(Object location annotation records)
= = = =

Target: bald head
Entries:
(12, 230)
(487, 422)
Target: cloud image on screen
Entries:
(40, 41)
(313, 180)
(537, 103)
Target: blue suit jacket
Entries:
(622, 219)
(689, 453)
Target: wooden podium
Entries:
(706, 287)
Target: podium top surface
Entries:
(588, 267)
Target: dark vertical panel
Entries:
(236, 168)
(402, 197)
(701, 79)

= = = =

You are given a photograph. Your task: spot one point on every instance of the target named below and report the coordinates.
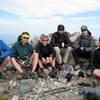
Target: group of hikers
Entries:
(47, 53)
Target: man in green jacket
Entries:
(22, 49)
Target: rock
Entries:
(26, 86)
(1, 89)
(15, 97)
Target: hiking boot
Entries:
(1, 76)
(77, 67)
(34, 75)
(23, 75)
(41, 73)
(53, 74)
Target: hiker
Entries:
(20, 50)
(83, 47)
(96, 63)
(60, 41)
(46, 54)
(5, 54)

= = = =

**What is being asked:** Identify every line in the records above that contains the string "podium", and copy each of those lines. Treat uppercase and lowercase letters as different.

**Solution:**
Target: wooden podium
Target: podium top surface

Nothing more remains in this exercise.